This end-to-end traceability is a key prerequisite for compliance, regulatory requirements, root cause analyses and the stable operation of scalable UNS architectures – and goes far beyond traditional gateway logging approaches.
Summary of Differences
| Differences | Kepware | i-flow Edge |
|---|---|---|
| Architecture | Central, local gateway per line/location | Distributed edge architecture with central orchestration |
| Communication model | Polling (OPC UA client/server) | Event-based (publish/subscribe, e.g. MQTT) |
| Governance & operation | Local configuration per instance | Central governance via i-flow Hub |
| Security model | Inbound connections, local users & certificates | Outgoing connections only, central identity & policies |
| Data processing & semantics | Forwarding of raw data (tags) | Edge-based processing & semantic harmonization |
| Scaling | Vertical (stronger hardware) | Horizontal (more edge instances) |
| Virtualization | Classic Windows operation | Container- & cloud-native |
| Further development cycles | Classic releases (several times a year) | Short cycles (weeks/months) |
| Connectors | Very strong OT focus | OT + IT, batch, file & SDK extensions |
| Data buffering | Limited, near-protocol buffering | Persistent store-and-forward |
| Audit & traceability | Instance-local logs | Central, consistent audit trail |
i-flow in Combination with Kepware
In brownfield environments, Kepware and i-flow Edge can also be used complementarily. Kepware acts as an OT protocol translator and OPC UA server, while i-flow Edge consumes the OPC UA data, processes and enriches it, and publishes it event-based into the Unified Namespace. This enables a gradual migration toward scalable UNS architectures without immediately replacing existing OT connectivity.

Given information

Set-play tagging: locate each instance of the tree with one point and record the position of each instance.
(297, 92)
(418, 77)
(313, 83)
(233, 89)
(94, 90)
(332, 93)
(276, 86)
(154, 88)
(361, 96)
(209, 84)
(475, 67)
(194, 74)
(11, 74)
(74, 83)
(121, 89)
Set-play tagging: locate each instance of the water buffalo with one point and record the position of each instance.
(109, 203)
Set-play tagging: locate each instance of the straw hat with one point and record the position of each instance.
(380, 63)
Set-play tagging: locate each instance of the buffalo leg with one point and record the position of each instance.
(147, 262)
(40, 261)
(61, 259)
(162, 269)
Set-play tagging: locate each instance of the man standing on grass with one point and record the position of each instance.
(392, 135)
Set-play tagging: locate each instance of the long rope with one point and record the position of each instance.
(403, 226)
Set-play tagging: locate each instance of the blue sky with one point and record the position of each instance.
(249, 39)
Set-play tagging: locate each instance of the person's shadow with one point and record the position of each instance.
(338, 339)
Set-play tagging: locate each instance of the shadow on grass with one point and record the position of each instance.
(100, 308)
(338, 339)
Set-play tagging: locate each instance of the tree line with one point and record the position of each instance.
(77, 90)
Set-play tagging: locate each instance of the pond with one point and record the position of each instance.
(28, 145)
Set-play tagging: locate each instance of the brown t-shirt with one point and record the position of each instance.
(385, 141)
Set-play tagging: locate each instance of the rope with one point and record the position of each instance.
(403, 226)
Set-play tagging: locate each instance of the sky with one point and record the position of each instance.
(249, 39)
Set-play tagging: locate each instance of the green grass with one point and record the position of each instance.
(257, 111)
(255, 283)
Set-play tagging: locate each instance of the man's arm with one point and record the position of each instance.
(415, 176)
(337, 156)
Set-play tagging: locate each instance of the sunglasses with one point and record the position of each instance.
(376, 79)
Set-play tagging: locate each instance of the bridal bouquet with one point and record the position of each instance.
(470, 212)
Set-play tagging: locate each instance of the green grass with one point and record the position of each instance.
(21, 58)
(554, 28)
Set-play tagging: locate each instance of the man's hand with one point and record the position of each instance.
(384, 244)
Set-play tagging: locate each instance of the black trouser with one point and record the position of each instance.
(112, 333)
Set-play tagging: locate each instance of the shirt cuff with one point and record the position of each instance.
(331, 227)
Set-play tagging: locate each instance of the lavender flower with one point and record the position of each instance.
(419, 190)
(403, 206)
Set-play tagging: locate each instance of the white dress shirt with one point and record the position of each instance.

Short task
Write out the passage from the Kepware and i-flow Edge comparison above, starting with "This end-to-end traceability" and going on through "gateway logging approaches.".

Written reply
This end-to-end traceability is a key prerequisite for compliance, regulatory requirements, root cause analyses and the stable operation of scalable UNS architectures – and goes far beyond traditional gateway logging approaches.